*EXERCISE*
Find the lines of data that contain the string "outline", then list them.

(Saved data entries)
··········

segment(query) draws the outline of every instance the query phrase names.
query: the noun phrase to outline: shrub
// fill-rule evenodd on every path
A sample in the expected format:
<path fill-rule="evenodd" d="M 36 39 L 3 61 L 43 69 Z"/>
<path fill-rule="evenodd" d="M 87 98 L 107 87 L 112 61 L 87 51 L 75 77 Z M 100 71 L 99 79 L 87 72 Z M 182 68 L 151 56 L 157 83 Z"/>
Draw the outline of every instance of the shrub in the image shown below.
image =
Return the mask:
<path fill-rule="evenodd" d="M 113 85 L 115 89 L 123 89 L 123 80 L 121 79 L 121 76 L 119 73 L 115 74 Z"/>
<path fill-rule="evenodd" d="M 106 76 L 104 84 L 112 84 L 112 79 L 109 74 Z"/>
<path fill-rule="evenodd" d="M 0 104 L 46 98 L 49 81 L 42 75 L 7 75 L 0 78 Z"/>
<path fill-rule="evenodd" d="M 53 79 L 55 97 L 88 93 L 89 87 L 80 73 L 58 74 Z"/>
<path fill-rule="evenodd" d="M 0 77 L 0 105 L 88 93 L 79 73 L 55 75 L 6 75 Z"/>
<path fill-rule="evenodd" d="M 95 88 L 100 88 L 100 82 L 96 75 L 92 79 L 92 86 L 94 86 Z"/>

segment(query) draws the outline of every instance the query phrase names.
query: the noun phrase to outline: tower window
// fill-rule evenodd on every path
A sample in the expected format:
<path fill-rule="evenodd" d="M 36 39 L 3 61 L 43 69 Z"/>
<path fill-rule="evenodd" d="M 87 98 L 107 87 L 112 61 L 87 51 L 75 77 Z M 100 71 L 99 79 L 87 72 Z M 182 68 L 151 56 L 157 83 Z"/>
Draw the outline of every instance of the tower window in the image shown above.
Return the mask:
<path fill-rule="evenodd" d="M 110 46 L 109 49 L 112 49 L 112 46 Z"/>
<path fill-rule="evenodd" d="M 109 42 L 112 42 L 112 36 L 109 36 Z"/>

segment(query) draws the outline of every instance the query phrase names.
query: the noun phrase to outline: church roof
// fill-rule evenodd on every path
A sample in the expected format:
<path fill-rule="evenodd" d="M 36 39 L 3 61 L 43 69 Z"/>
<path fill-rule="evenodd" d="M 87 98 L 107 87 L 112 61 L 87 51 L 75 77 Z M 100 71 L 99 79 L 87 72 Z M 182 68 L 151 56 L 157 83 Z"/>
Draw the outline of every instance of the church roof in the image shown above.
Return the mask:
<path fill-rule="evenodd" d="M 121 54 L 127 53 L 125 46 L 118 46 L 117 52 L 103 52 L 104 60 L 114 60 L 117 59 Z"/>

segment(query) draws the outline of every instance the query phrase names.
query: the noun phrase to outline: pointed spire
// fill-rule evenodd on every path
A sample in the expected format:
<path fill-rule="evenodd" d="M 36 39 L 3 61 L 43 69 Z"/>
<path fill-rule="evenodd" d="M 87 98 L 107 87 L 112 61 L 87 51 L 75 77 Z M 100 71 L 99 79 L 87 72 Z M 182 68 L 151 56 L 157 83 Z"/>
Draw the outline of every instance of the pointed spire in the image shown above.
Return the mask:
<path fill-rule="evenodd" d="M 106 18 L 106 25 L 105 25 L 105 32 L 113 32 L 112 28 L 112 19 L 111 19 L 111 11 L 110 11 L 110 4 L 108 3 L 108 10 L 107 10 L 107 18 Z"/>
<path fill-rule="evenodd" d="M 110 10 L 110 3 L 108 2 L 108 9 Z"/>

··········

*WRITTEN SOLUTION*
segment(query) draws the outline of every instance the query phrase names.
query: the noun phrase to outline: shrub
Draw the outline of every instance of the shrub in the image shown below.
segment(query) draws the outline of every instance the query phrase names.
query: the noun phrase to outline: tower window
Draw the outline of every instance of the tower window in the image shown above.
segment(query) draws the outline of every instance the query phrase names.
query: the noun phrase to outline: church roof
Draw the outline of every instance of the church roof in the image shown above.
segment(query) draws the outline of every instance the query phrase names.
query: the noun phrase to outline: pointed spire
Draw the outline of every instance of the pointed spire in the image shown above.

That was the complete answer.